─── Available records ───

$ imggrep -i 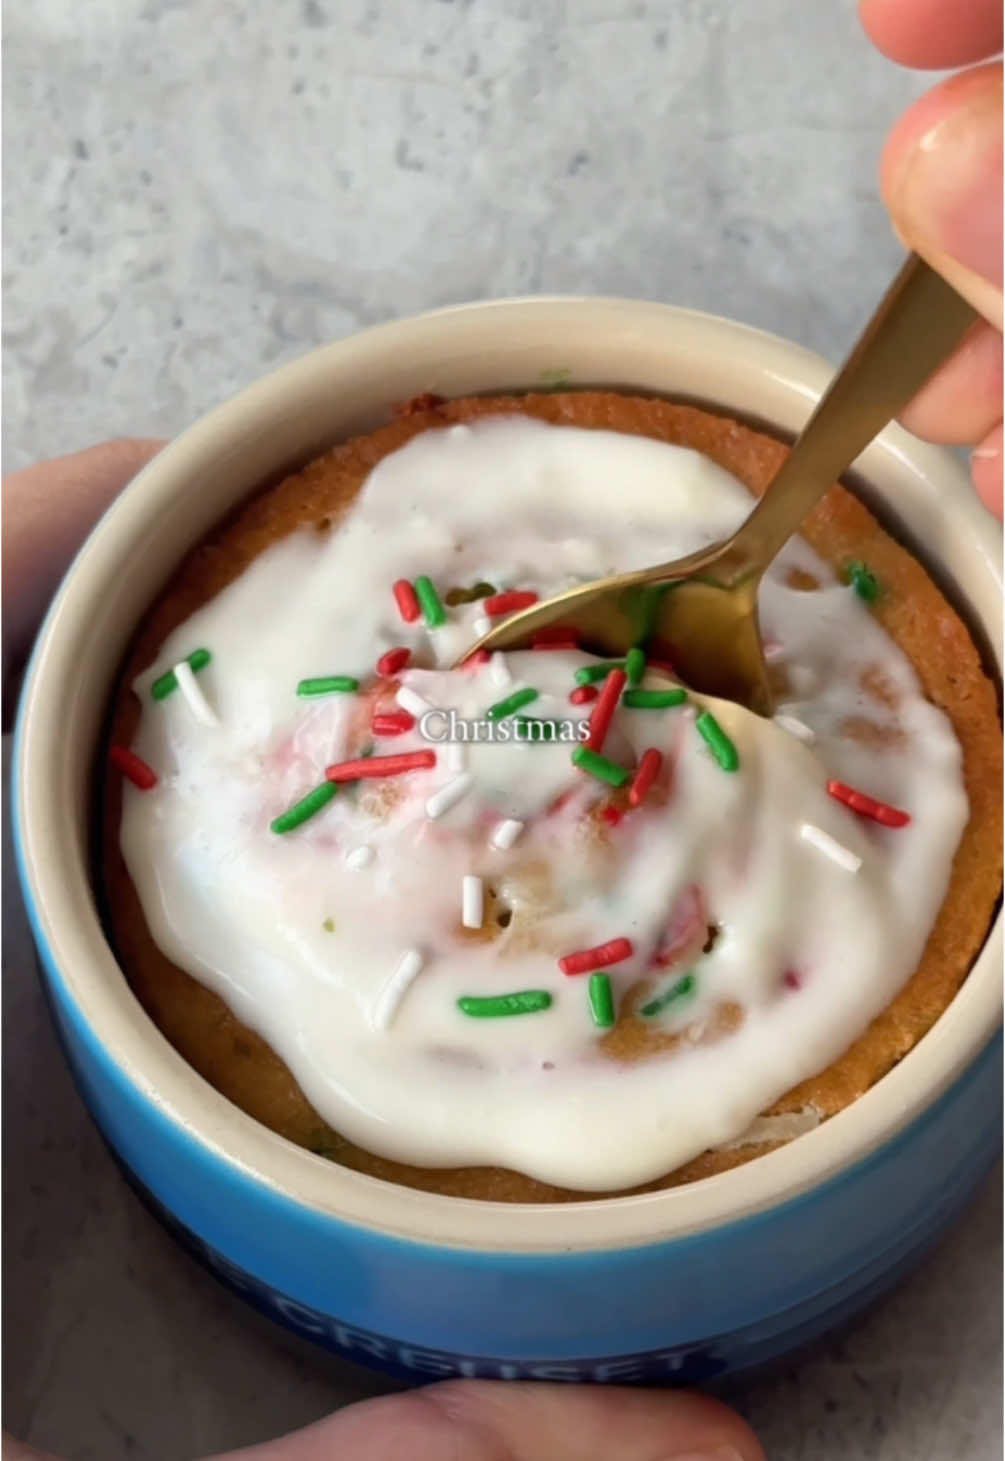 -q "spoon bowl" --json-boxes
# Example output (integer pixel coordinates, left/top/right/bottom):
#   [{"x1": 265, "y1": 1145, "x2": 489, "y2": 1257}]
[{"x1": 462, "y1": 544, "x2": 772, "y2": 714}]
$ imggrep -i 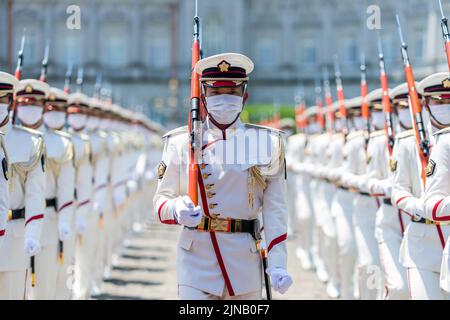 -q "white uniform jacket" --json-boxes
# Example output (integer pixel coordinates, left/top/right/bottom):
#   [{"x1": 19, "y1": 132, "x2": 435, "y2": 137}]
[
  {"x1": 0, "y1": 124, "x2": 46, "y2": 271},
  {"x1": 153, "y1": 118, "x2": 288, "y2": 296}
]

───
─── Available records ───

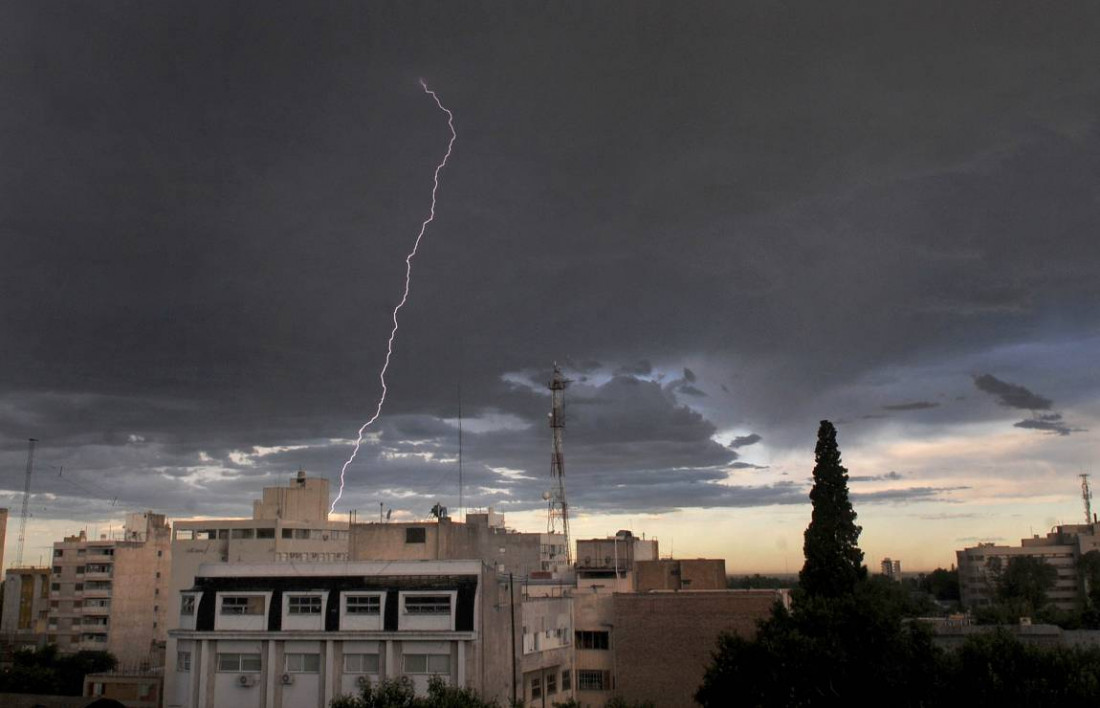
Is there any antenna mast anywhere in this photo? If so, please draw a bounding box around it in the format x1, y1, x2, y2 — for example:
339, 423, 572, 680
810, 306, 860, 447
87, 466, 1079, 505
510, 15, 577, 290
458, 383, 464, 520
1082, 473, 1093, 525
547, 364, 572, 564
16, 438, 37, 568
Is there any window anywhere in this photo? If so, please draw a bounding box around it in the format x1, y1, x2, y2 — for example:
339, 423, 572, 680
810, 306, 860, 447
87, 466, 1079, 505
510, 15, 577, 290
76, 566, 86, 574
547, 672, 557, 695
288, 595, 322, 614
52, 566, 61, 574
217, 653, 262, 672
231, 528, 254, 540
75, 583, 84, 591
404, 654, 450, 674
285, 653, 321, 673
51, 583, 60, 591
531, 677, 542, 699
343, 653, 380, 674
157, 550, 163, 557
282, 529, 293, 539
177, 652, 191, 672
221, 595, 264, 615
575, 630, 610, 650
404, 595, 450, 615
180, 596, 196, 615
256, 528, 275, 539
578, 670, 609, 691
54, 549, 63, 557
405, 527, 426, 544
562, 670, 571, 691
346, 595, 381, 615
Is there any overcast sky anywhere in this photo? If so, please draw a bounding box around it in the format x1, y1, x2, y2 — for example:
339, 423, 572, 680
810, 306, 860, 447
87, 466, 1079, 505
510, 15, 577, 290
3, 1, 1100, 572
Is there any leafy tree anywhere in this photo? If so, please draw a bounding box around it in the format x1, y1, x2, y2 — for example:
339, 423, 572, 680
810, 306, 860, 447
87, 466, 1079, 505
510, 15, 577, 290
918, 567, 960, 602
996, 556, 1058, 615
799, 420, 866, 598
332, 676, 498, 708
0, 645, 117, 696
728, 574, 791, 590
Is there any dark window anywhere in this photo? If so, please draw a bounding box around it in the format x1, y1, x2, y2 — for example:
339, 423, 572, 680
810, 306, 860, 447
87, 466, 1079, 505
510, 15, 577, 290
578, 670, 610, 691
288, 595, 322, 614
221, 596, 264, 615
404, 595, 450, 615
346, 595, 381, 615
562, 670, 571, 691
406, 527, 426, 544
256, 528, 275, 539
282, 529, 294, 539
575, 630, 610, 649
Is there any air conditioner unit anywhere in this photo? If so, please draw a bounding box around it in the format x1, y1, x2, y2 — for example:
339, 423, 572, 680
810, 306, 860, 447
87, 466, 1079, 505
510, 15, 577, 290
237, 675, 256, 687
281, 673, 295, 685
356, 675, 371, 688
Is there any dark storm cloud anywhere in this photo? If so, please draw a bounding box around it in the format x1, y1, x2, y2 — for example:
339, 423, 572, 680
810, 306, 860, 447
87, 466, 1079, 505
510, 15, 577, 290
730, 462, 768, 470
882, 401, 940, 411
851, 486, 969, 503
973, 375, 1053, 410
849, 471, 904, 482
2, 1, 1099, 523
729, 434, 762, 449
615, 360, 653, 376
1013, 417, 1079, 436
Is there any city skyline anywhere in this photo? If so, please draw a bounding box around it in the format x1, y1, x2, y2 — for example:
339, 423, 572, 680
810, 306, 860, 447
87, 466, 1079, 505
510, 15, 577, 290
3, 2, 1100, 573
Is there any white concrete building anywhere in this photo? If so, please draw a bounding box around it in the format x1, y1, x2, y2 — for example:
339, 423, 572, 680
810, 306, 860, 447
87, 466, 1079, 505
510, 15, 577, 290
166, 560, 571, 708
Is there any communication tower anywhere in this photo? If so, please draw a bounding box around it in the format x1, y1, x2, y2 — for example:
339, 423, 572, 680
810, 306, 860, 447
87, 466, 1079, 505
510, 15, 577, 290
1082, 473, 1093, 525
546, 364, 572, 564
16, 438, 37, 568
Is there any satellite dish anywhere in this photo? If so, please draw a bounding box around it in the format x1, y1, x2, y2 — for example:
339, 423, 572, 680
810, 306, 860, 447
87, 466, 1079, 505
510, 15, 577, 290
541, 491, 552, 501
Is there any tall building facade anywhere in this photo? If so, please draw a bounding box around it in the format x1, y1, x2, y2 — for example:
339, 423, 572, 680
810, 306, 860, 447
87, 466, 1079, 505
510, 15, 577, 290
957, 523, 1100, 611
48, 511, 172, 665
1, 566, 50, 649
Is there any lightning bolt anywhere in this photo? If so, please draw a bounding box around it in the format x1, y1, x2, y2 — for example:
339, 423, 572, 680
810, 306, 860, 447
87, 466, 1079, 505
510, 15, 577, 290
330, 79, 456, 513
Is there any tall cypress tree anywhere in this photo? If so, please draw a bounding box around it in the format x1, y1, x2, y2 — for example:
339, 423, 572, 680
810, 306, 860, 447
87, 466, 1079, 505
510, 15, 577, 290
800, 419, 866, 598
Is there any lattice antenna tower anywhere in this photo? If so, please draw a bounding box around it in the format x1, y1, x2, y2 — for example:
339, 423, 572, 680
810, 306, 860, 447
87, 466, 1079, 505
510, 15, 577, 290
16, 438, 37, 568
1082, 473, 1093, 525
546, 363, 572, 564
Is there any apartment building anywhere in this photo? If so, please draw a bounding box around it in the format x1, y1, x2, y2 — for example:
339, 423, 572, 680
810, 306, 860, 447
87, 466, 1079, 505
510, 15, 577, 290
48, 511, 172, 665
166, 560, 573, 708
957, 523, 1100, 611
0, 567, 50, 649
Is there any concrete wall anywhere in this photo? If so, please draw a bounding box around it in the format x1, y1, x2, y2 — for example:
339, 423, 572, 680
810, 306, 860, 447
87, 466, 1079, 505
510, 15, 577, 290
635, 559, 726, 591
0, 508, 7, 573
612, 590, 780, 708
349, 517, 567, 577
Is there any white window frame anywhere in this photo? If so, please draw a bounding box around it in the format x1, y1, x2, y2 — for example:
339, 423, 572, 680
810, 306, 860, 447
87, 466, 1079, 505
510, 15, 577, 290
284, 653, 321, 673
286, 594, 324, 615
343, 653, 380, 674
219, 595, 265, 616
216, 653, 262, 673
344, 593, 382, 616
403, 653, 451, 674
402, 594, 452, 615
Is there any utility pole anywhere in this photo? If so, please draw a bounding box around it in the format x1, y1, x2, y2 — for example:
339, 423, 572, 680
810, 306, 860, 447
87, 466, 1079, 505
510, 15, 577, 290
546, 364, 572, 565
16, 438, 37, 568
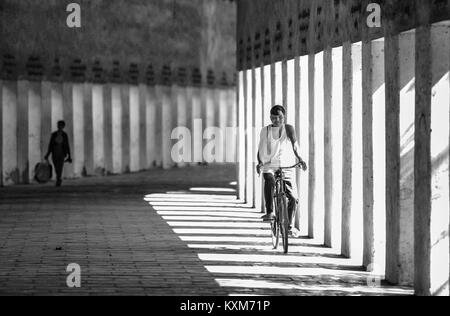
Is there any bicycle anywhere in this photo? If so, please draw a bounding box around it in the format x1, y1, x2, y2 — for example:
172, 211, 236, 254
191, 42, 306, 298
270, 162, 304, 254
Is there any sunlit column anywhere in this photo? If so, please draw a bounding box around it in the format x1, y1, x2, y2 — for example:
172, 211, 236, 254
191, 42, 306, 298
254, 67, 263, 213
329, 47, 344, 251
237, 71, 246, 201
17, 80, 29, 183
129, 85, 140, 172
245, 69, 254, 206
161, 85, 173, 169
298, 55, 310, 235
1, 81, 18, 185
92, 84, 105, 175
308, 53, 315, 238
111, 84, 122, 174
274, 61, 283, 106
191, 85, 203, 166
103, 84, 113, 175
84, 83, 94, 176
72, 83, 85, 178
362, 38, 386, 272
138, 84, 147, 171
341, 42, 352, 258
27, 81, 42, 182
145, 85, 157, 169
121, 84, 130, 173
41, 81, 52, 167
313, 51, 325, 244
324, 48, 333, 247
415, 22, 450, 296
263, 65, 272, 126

───

▶ **Task description**: In the entries above, the lines between the one holding "Is there any dark storm" and the one holding "Is there any tall cypress", inclusive, are to be printed exactly as written, and those alone.

▶ **Response box**:
Is there any dark storm cloud anywhere in this photo? If so, please draw a bounding box around it in the format x1, y1, x2, y2 — for example:
339, 423, 572, 680
810, 306, 860, 447
87, 466, 1079, 505
510, 15, 577, 290
730, 462, 768, 470
882, 401, 940, 411
851, 486, 969, 503
973, 375, 1053, 410
849, 471, 904, 482
2, 1, 1099, 523
729, 434, 762, 449
615, 360, 653, 376
1013, 417, 1079, 436
Is there any city skyline anywhere in this photo? If so, please draw a bounding box around it in the format x1, y1, x2, y2 — for example:
339, 423, 572, 680
810, 306, 860, 447
87, 466, 1079, 505
510, 15, 577, 290
3, 2, 1100, 573
Is there any white concrete building anywhere in this photo? If so, please draw a bounding box around it in the format x1, y1, x2, y2 — for example:
339, 423, 572, 680
810, 306, 860, 447
87, 466, 1079, 505
510, 15, 577, 290
166, 560, 571, 708
Is there any communication tower anywhere in this photo? If so, please draw a bounding box around it in the format x1, y1, x2, y2 — for example:
339, 423, 572, 680
810, 306, 860, 447
87, 466, 1079, 505
510, 15, 577, 290
1082, 473, 1093, 525
546, 364, 572, 564
16, 438, 37, 568
Is there any satellite dish anywhere in this photo? If so, please draw a bounding box around it in the format x1, y1, x2, y2 — for example:
339, 423, 572, 680
810, 306, 860, 447
87, 466, 1079, 505
510, 15, 577, 290
541, 491, 552, 501
Is there any tall building facade anywhere in this photo? If so, please draw a bounding box around it in the format x1, y1, x2, y2 — for example:
339, 423, 572, 680
810, 306, 860, 447
87, 466, 1079, 505
510, 15, 577, 290
957, 523, 1100, 611
48, 511, 172, 665
1, 566, 50, 649
Is there any lightning bolt anywhere in this photo? If so, please draw a bounding box around it in the format x1, y1, x2, y2 — for example:
339, 423, 572, 680
810, 306, 860, 447
87, 466, 1079, 505
510, 15, 577, 290
330, 79, 456, 513
Is there any tall cypress tree anywhere in this photo? If so, please draw a bounding box around it in the format x1, y1, x2, y2 — for example:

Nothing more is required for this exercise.